• ФРАГМЕНТ ДОКУМЕНТА
((
Продолжением этих исканий стала драма "Смерть", опубликованная под уже общеизвестным псевдонимом «В. Сирин». В период 1922-1932 гг. писатель активно занимался переводами из Руперта Брука, Байрона, Китса и других поэтов, варьировавших фаустианские мотивы, и можно предположить, что замысел его пьесы оформился не без влияния этих авторов. Вместе с тем она представляет собой вольную вариацию чуть ли не всей мировой фаустианы: народной легенды XVI в., изданной И. Шписом, пьесы К. Марло «Трагическая история жизни и смерти доктора Фауста», драмы П. Кальдерона «Маг-чудодей», сочинения И.Ф. Шинка «Союз доктора Фауста с адом», наконец, трагедии И.В. Гете «Фауст».
Действие пьесы «Смерть» происходит в университетском Кембридже весною 1806 г. К магистру наук Гонвилу приходит его друг и ученик Эдмонд, взволнованный страшным известием о смерти жены ученого Стеллы. Он просит у магистра яд, чтобы свести счеты с жизнью, т.к. неизлечимо болен («озноб, тоска и головокруженье») [4, 47]. Гонвил подозревает, что именно Стелла тому причиной, и решает обманом выяснить истину. Вместо яда магистр дает юноше сонное зелье. После тяжелого пробуждения Эдмонда он внушает юноше мысль, что тот уже за гранью земного бытия. С пристрастием Гонвил выспрашивает, какие чувства связывали молодого человека со Стеллой. Услышав признание, магистр сообщает, что она жива и что «смерть» их обоих - лишь сон. Но Эдмонд отказывается в это поверить, т.к. эта «смерть» для него желанней, чем реальная жизнь, в которой Стелла ему принадлежать не может. Таким образом, драматург редуцирует сложную и многоплановую сюжетную структуру «Фауста» до одной линии «ученый - ученик» и до единственного любовного конфликта, которые и позволяет воплотить форма маленькой трагедии.
))
• ЗАДАЧА
Где и когда происходит действие пьесы «Смерть», согласно фрагменту?

[Сохранённые записи данных]
((
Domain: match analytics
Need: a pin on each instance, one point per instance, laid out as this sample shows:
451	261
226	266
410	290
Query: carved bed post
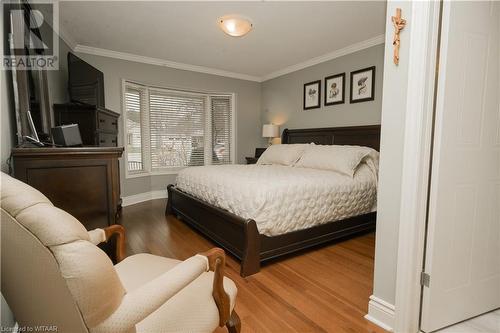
250	262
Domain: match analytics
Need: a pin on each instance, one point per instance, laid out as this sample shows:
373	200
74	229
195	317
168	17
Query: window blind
170	129
135	102
177	129
221	116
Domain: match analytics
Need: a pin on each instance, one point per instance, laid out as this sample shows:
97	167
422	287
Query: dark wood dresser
85	181
98	126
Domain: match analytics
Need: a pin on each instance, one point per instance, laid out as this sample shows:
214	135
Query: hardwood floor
321	290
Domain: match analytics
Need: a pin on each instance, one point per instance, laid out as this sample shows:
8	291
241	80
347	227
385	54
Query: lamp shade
270	131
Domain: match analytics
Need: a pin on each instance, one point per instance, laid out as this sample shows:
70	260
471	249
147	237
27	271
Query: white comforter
280	198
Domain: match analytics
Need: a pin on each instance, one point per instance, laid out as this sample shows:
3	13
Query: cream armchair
54	275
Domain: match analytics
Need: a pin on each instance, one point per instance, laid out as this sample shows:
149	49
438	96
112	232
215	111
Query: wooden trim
121	240
416	159
74	152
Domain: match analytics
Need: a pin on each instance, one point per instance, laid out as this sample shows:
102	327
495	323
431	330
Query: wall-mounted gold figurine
399	25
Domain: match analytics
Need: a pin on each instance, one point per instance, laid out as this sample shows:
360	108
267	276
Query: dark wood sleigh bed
241	237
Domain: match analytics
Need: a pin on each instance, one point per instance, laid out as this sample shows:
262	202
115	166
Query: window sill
150	174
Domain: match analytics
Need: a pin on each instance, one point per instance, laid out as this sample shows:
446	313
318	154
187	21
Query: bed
243	223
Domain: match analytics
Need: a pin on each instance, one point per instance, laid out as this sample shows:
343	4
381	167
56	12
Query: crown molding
162	62
377	40
66	37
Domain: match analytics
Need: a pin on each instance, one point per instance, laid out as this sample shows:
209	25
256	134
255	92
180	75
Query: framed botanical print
312	95
363	85
335	89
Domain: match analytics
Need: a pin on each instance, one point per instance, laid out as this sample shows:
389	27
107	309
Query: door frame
425	24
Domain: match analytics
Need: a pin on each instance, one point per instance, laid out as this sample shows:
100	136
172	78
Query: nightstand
251	160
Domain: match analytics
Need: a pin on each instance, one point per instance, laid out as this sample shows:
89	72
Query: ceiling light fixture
235	25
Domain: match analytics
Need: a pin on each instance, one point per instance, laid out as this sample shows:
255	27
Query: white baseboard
381	313
141	197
))
• ОТВЕТ
В университетском Кембридже весною 1806 г.